→ Task brief: Where the records below reach the line containing "positive clicks: (1589, 1184)", start transcribing, and end with the line containing "positive clicks: (1970, 1361)", exactly and with nothing else added.

[Records excerpted from a collection]
•••
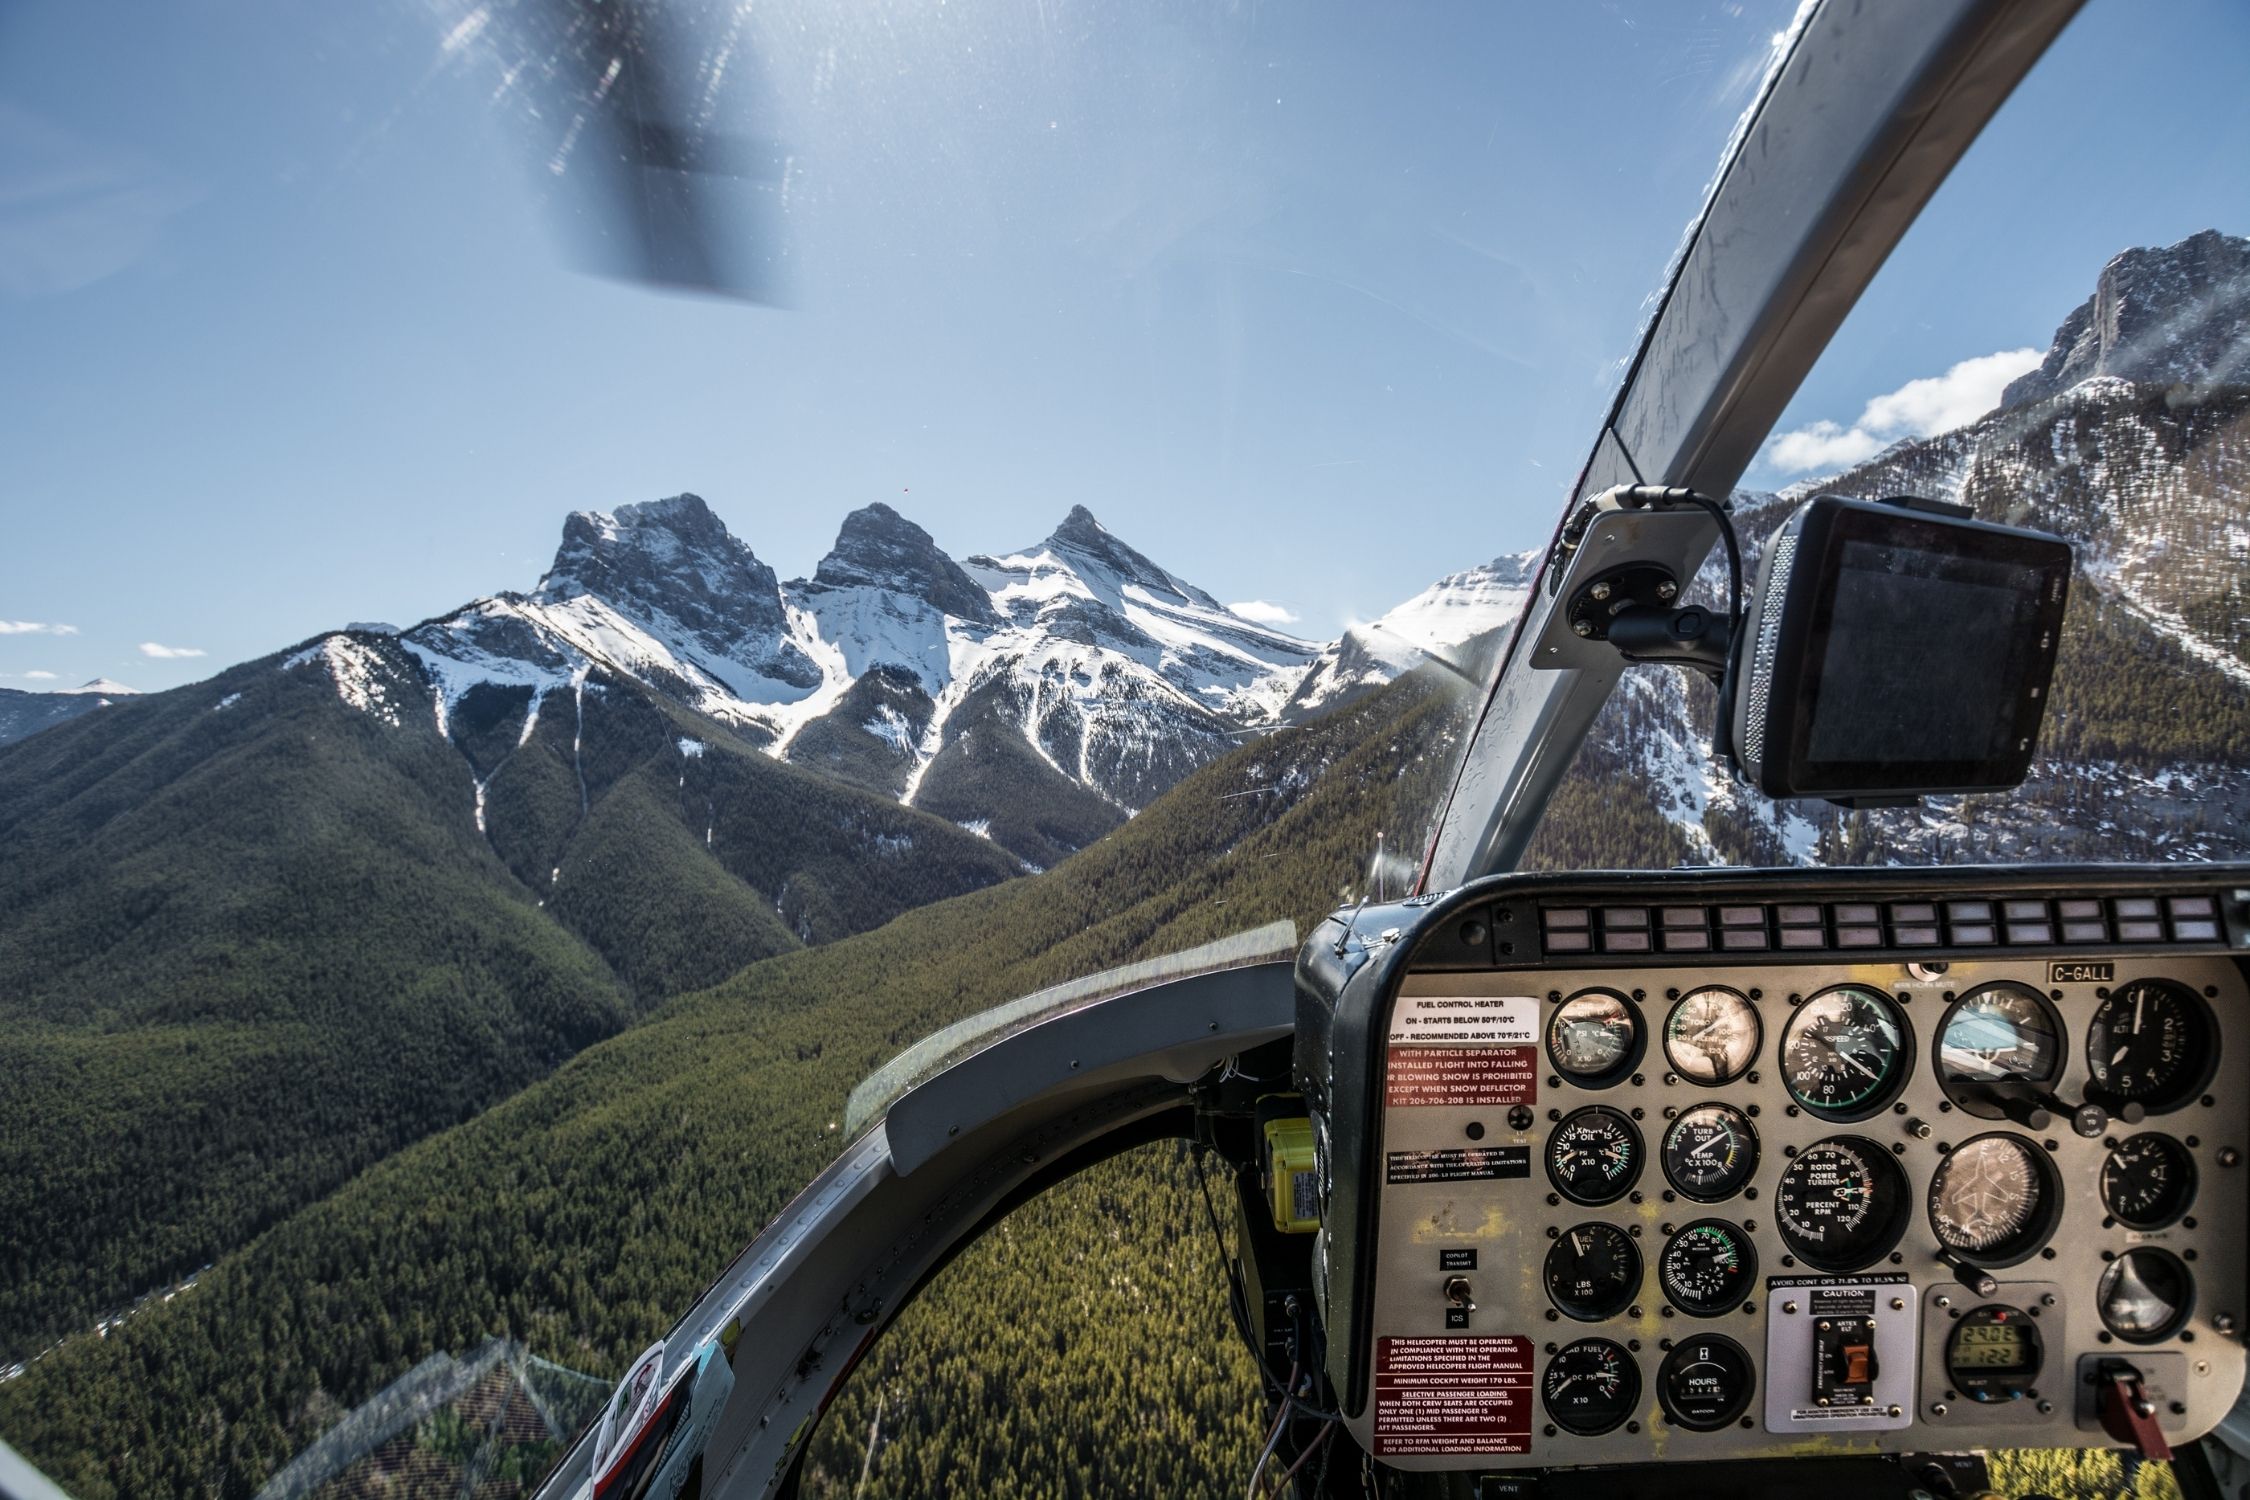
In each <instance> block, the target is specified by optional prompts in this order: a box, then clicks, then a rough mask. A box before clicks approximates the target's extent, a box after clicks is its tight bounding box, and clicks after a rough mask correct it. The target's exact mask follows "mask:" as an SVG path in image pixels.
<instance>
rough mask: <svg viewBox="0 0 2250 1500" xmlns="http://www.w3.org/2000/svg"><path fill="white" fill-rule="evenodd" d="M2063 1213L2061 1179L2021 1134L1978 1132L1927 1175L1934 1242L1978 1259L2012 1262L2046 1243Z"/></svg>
mask: <svg viewBox="0 0 2250 1500" xmlns="http://www.w3.org/2000/svg"><path fill="white" fill-rule="evenodd" d="M2061 1212H2063V1183H2061V1176H2056V1172H2054V1165H2052V1163H2050V1160H2047V1156H2045V1151H2041V1149H2036V1147H2034V1145H2032V1142H2029V1140H2025V1138H2023V1136H2007V1133H1991V1136H1975V1138H1971V1140H1964V1142H1960V1145H1957V1147H1953V1151H1951V1154H1946V1158H1944V1160H1942V1163H1937V1172H1935V1174H1930V1230H1935V1232H1937V1244H1942V1246H1946V1248H1948V1250H1957V1253H1962V1255H1966V1257H1971V1259H1973V1262H1975V1264H1978V1266H2014V1264H2016V1262H2020V1259H2027V1257H2029V1255H2032V1253H2034V1250H2038V1246H2043V1244H2047V1235H2052V1232H2054V1221H2056V1219H2059V1217H2061Z"/></svg>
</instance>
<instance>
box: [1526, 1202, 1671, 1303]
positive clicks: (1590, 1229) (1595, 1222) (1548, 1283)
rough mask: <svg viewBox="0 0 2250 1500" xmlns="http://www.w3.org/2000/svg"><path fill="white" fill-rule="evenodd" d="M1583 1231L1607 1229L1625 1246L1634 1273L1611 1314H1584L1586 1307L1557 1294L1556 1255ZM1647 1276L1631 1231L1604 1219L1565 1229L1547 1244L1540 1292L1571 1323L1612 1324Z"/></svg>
mask: <svg viewBox="0 0 2250 1500" xmlns="http://www.w3.org/2000/svg"><path fill="white" fill-rule="evenodd" d="M1579 1230H1606V1232H1611V1235H1615V1237H1618V1239H1620V1241H1622V1244H1624V1250H1627V1257H1629V1264H1631V1271H1629V1273H1627V1277H1624V1293H1622V1295H1620V1298H1618V1304H1615V1307H1611V1309H1609V1311H1584V1307H1586V1304H1579V1307H1573V1304H1568V1302H1564V1300H1561V1298H1557V1295H1555V1268H1552V1262H1555V1255H1559V1253H1561V1248H1564V1241H1566V1239H1570V1235H1575V1232H1579ZM1647 1273H1649V1268H1647V1262H1642V1257H1640V1244H1638V1241H1636V1239H1633V1235H1631V1230H1622V1228H1618V1226H1615V1223H1609V1221H1604V1219H1586V1221H1584V1223H1573V1226H1570V1228H1566V1230H1561V1232H1559V1235H1555V1239H1552V1241H1550V1244H1548V1253H1546V1259H1541V1262H1539V1289H1541V1291H1546V1295H1548V1302H1552V1304H1555V1311H1557V1313H1561V1316H1564V1318H1568V1320H1570V1322H1609V1320H1611V1318H1615V1316H1618V1313H1622V1311H1624V1309H1627V1307H1631V1304H1633V1298H1638V1295H1640V1282H1642V1280H1645V1277H1647Z"/></svg>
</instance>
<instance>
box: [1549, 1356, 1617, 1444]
mask: <svg viewBox="0 0 2250 1500" xmlns="http://www.w3.org/2000/svg"><path fill="white" fill-rule="evenodd" d="M1539 1399H1541V1401H1546V1408H1548V1421H1552V1424H1555V1426H1559V1428H1561V1430H1564V1433H1577V1435H1579V1437H1600V1435H1602V1433H1611V1430H1615V1428H1618V1424H1622V1421H1624V1419H1627V1417H1631V1415H1633V1408H1636V1406H1640V1365H1636V1363H1633V1356H1631V1354H1629V1352H1627V1349H1624V1345H1620V1343H1615V1340H1611V1338H1579V1340H1577V1343H1568V1345H1564V1347H1561V1349H1557V1352H1555V1358H1550V1361H1548V1370H1546V1376H1543V1379H1541V1381H1539Z"/></svg>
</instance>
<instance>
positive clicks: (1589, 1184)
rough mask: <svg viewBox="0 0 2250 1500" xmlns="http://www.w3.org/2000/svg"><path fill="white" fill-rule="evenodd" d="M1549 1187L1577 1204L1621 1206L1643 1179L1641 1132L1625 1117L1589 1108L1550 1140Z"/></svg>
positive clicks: (1570, 1115)
mask: <svg viewBox="0 0 2250 1500" xmlns="http://www.w3.org/2000/svg"><path fill="white" fill-rule="evenodd" d="M1546 1158H1548V1181H1550V1183H1555V1192H1559V1194H1561V1196H1566V1199H1570V1201H1573V1203H1615V1201H1618V1199H1622V1196H1624V1192H1627V1190H1629V1187H1631V1185H1633V1178H1638V1176H1640V1131H1638V1129H1636V1127H1633V1122H1631V1120H1627V1118H1624V1115H1622V1113H1620V1111H1615V1109H1609V1106H1604V1104H1588V1106H1586V1109H1579V1111H1575V1113H1570V1115H1564V1120H1561V1124H1557V1127H1555V1133H1552V1136H1548V1151H1546Z"/></svg>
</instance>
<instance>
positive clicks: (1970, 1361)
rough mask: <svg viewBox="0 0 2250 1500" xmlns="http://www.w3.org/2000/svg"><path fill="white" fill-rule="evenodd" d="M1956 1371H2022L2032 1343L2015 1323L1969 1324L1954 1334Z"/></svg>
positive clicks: (1954, 1358) (1988, 1323)
mask: <svg viewBox="0 0 2250 1500" xmlns="http://www.w3.org/2000/svg"><path fill="white" fill-rule="evenodd" d="M1951 1363H1953V1367H1955V1370H2023V1367H2025V1365H2027V1363H2032V1340H2029V1338H2025V1336H2023V1329H2020V1327H2016V1325H2014V1322H1969V1325H1962V1327H1960V1329H1957V1331H1955V1334H1953V1361H1951Z"/></svg>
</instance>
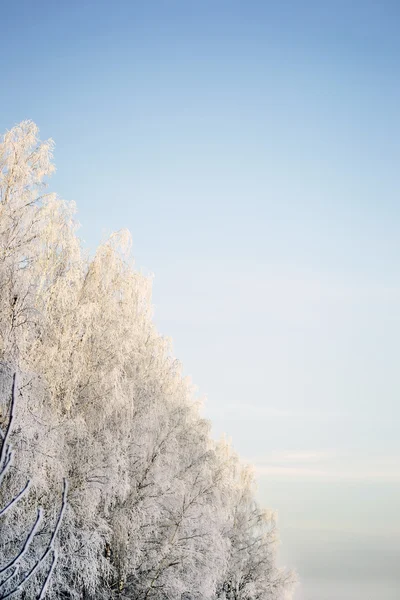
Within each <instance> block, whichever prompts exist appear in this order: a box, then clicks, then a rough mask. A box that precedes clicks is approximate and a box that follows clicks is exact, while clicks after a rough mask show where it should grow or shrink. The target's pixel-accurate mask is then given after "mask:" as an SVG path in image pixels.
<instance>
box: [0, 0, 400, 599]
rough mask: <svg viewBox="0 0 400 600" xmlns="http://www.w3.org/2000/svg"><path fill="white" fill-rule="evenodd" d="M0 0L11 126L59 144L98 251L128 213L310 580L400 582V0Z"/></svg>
mask: <svg viewBox="0 0 400 600" xmlns="http://www.w3.org/2000/svg"><path fill="white" fill-rule="evenodd" d="M0 4H1V31H2V34H1V37H0V50H1V55H2V61H1V83H0V87H1V93H0V131H5V130H6V129H9V128H11V127H12V126H13V125H14V124H16V123H18V122H20V121H21V120H23V119H32V120H34V121H35V122H36V123H37V125H38V126H39V128H40V131H41V136H42V139H46V138H48V137H52V138H53V139H54V140H55V142H56V150H55V162H56V166H57V173H56V174H55V176H54V177H53V179H52V183H51V188H52V189H54V190H56V191H57V192H58V193H59V194H60V195H61V196H62V197H63V198H65V199H67V200H74V201H75V202H76V203H77V207H78V213H77V218H78V220H79V222H80V223H81V228H80V235H81V236H82V238H83V240H84V243H85V244H86V246H87V247H88V248H89V249H91V250H94V248H95V247H96V245H97V244H98V243H99V242H100V241H101V240H102V239H104V238H105V237H106V236H107V235H108V234H109V233H111V232H112V231H114V230H118V229H121V228H125V227H127V228H128V229H129V230H130V231H131V233H132V237H133V251H134V255H135V261H136V265H137V267H138V268H140V269H141V270H143V271H144V272H145V273H153V274H154V288H153V289H154V294H153V302H154V311H155V312H154V315H155V321H156V324H157V327H158V329H159V330H160V332H161V333H163V334H165V335H167V336H170V337H171V338H172V339H173V342H174V352H175V354H176V356H177V357H178V358H179V359H180V360H181V361H182V363H183V366H184V371H185V373H187V374H190V375H191V377H192V379H193V381H194V383H195V384H196V385H197V386H198V390H199V394H200V395H201V396H202V397H204V398H205V400H204V409H203V410H204V414H205V415H206V416H207V417H209V418H210V419H212V422H213V431H214V435H215V436H219V435H221V433H222V432H225V433H226V434H227V435H228V437H231V438H232V440H233V444H234V447H235V448H236V450H237V451H238V452H239V453H240V454H241V455H242V456H243V457H244V458H245V459H246V460H248V461H251V462H252V463H254V464H255V468H256V473H257V479H258V486H259V490H258V496H259V499H260V501H261V502H262V503H263V504H265V505H266V506H268V507H271V508H274V509H276V510H277V511H278V515H279V525H280V531H281V539H282V547H281V560H282V561H284V562H285V563H286V564H288V565H289V566H292V567H294V568H295V569H296V570H297V571H298V574H299V579H300V582H301V584H300V586H299V587H298V589H297V591H296V595H295V600H338V598H340V600H398V598H399V595H400V575H399V569H398V563H399V558H400V550H399V544H398V540H399V536H400V517H399V513H398V506H399V502H400V438H399V434H398V428H399V420H400V405H399V402H398V397H399V392H400V382H399V377H398V359H399V339H400V308H399V301H400V272H399V259H400V236H399V234H400V204H399V191H400V169H399V159H400V118H399V116H400V112H399V106H400V103H399V101H400V78H399V69H400V37H399V35H398V26H399V18H400V5H399V3H398V2H396V1H387V0H380V1H379V2H378V1H374V2H372V1H369V0H354V1H353V2H348V1H342V0H332V1H331V2H321V1H319V0H318V1H317V0H315V1H312V0H293V1H288V0H280V1H279V2H277V1H268V0H241V1H236V0H229V1H228V0H226V1H225V0H212V1H210V0H201V1H200V0H164V1H162V0H146V1H145V0H142V1H140V2H139V1H136V0H129V1H128V0H126V1H125V0H115V1H114V2H112V3H111V2H104V1H103V0H97V1H96V2H94V1H93V2H87V1H84V0H82V1H79V2H78V1H76V0H69V2H50V1H49V2H47V1H45V0H38V1H37V2H25V1H18V0H17V1H16V2H14V3H13V4H11V3H6V2H4V3H3V2H1V1H0Z"/></svg>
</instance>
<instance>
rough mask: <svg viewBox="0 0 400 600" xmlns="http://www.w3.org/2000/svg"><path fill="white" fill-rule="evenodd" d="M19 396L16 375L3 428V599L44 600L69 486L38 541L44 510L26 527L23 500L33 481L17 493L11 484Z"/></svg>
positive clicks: (40, 509)
mask: <svg viewBox="0 0 400 600" xmlns="http://www.w3.org/2000/svg"><path fill="white" fill-rule="evenodd" d="M16 394H17V392H16V374H15V373H14V375H13V380H12V386H11V399H10V402H9V416H8V423H7V425H6V427H5V429H4V430H2V429H1V428H0V486H2V489H1V494H0V498H1V499H2V500H3V501H4V499H5V503H4V504H2V505H0V599H1V600H5V599H6V598H11V597H17V596H18V597H19V598H21V597H26V596H27V594H29V596H30V597H33V595H34V597H35V598H36V600H43V598H45V596H46V592H47V590H48V586H49V582H50V579H51V576H52V574H53V570H54V567H55V565H56V563H57V558H58V554H57V549H56V547H55V541H56V536H57V533H58V530H59V528H60V525H61V522H62V518H63V515H64V511H65V508H66V496H67V483H66V480H65V479H64V491H63V501H62V506H61V509H60V511H59V514H58V516H57V520H56V523H55V525H54V528H53V530H52V531H51V533H50V535H49V539H45V540H44V542H40V541H39V542H38V536H39V533H41V534H42V535H43V534H45V532H44V531H43V528H42V527H43V525H42V521H43V511H42V509H41V508H39V509H37V512H36V516H35V519H34V521H33V522H32V524H30V525H28V526H27V525H26V507H25V506H23V503H24V500H25V504H26V500H27V496H28V493H29V488H30V487H31V480H29V479H28V480H27V481H26V483H25V485H24V486H23V487H22V488H21V489H20V490H18V491H16V492H15V491H14V489H15V486H13V481H12V478H13V474H12V472H11V471H12V468H13V467H15V465H14V464H13V463H14V452H13V450H12V447H11V442H10V439H11V435H12V429H13V425H14V418H15V408H16ZM2 400H3V399H2ZM2 404H4V402H2ZM3 490H5V491H4V493H3ZM21 507H22V508H21ZM23 525H25V526H26V527H27V531H26V533H25V535H24V536H18V537H17V535H16V534H17V532H18V531H21V529H22V527H23ZM40 528H42V531H40ZM43 572H44V573H43ZM35 584H36V585H35Z"/></svg>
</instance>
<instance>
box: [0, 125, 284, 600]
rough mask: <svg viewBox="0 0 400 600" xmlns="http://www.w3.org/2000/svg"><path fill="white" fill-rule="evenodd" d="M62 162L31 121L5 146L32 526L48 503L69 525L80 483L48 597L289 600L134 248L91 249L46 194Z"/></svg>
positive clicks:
•••
→ Answer for the task:
positive clicks: (1589, 1184)
rough mask: <svg viewBox="0 0 2250 1500" xmlns="http://www.w3.org/2000/svg"><path fill="white" fill-rule="evenodd" d="M1549 1187L1577 1204L1621 1206L1643 1179L1641 1132L1625 1117L1589 1108L1550 1140Z"/></svg>
positive clicks: (1570, 1115)
mask: <svg viewBox="0 0 2250 1500" xmlns="http://www.w3.org/2000/svg"><path fill="white" fill-rule="evenodd" d="M1546 1158H1548V1181H1550V1183H1555V1192H1559V1194H1561V1196H1566V1199H1570V1201H1573V1203H1615V1201H1618V1199H1622V1196H1624V1192H1627V1190H1629V1187H1631V1185H1633V1178H1638V1176H1640V1131H1638V1129H1636V1127H1633V1122H1631V1120H1627V1118H1624V1115H1622V1113H1620V1111H1615V1109H1609V1106H1604V1104H1588V1106H1586V1109H1579V1111H1575V1113H1570V1115H1564V1120H1561V1124H1557V1127H1555V1133H1552V1136H1548V1151H1546Z"/></svg>
</instance>
<instance>
positive clicks: (1970, 1361)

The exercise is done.